▶ _PAGE EXCERPT_
+ + + + + + +

25. Note From the Secretary of State’s Executive Assistant (Eagleburger) to Secretary of State Kissinger 1

HAK:

Dick Helms came in today to make the following report:

1. Meeting with Colby

He says Colby is close to a basket case. He is “very up tight”; “not in good shape”; and moaned to Helms: “First I had Phoenix,2 then Watergate, and now this.”

Colby said that the President had indicated to him that he would prefer that he (Colby) not show the Colby report around, and therefore [Page 58] he could not let Helms see it. Helms did not indicate to Colby that he had already seen a copy here. Helms says that after a good bit of discussion Colby finally did discuss ITT 3 and the Family Jewels. Colby also told Helms that he had talked to Sy Hersh before the Hersh article came out in an attempt to put him straight. He also said that Angleton retired but only because he (Colby) took all his jobs away from him first.

At one point Helms said, “All right, Bill, what do you want to do, save the Agency?” Colby, flushing and pursing his lips, said, “Yes, but I will not do anything illegal or lie in order to do so.” Helms, in some agitation, replied that he never suggested that Colby should do this and that he did not appreciate the intimation from Colby that Helms had in fact so suggested.

Colby showed Helms the Family Jewels.

2. Talk with Angleton

Helms saw Angleton today and gave him your message.4 He says Angleton totally understood and was grateful for the message but stated that he had never said that he thought you had gotten him. He had no idea or reason to believe that you were responsible for his leaving. The press quote did not come from him.

+ + + + + + +

▶ _MATERIAL SHOWN_
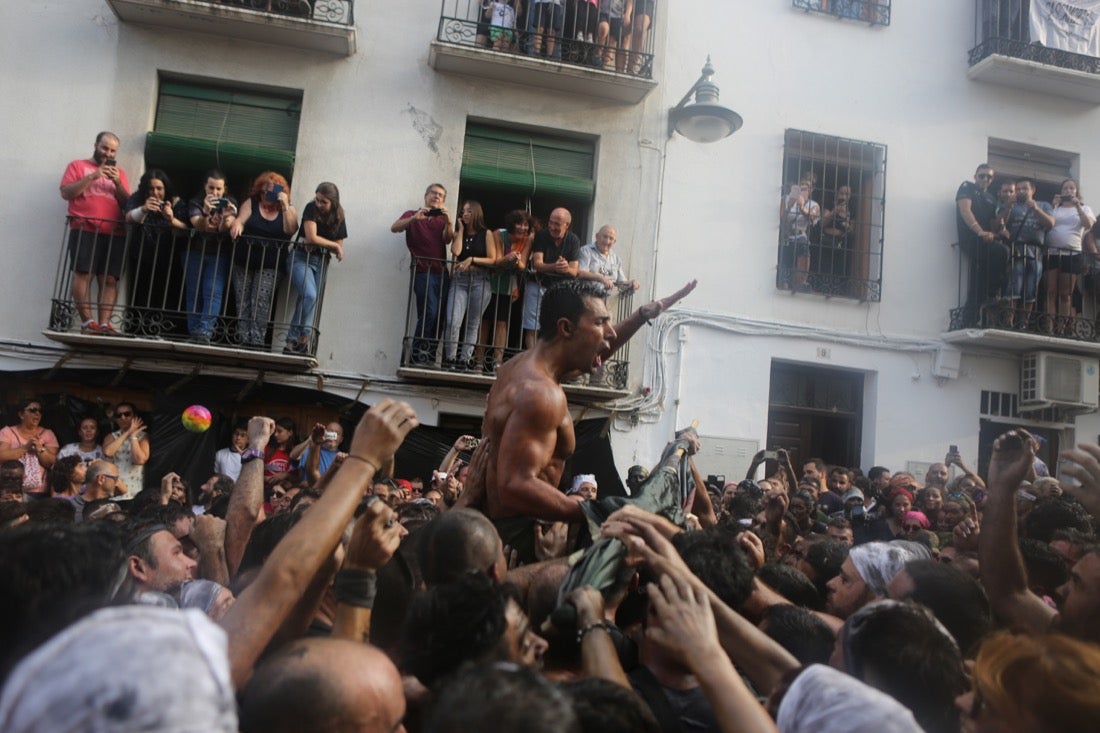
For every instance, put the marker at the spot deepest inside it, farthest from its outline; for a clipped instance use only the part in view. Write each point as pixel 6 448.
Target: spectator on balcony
pixel 976 210
pixel 598 263
pixel 1026 223
pixel 151 210
pixel 96 190
pixel 515 248
pixel 609 34
pixel 267 220
pixel 206 260
pixel 799 212
pixel 129 448
pixel 475 249
pixel 502 31
pixel 31 445
pixel 1064 259
pixel 638 15
pixel 323 230
pixel 545 20
pixel 87 447
pixel 556 254
pixel 428 230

+ + + + + + +

▶ _SHORT EXERCISE_
Reproduce the stretch of the note to Kissinger above from "Dick Helms came" through "from him first." word for word.

▶ _ANSWER TO THIS TASK_
Dick Helms came in today to make the following report:

1. Meeting with Colby

He says Colby is close to a basket case. He is “very up tight”; “not in good shape”; and moaned to Helms: “First I had Phoenix,2 then Watergate, and now this.”

Colby said that the President had indicated to him that he would prefer that he (Colby) not show the Colby report around, and therefore [Page 58] he could not let Helms see it. Helms did not indicate to Colby that he had already seen a copy here. Helms says that after a good bit of discussion Colby finally did discuss ITT 3 and the Family Jewels. Colby also told Helms that he had talked to Sy Hersh before the Hersh article came out in an attempt to put him straight. He also said that Angleton retired but only because he (Colby) took all his jobs away from him first.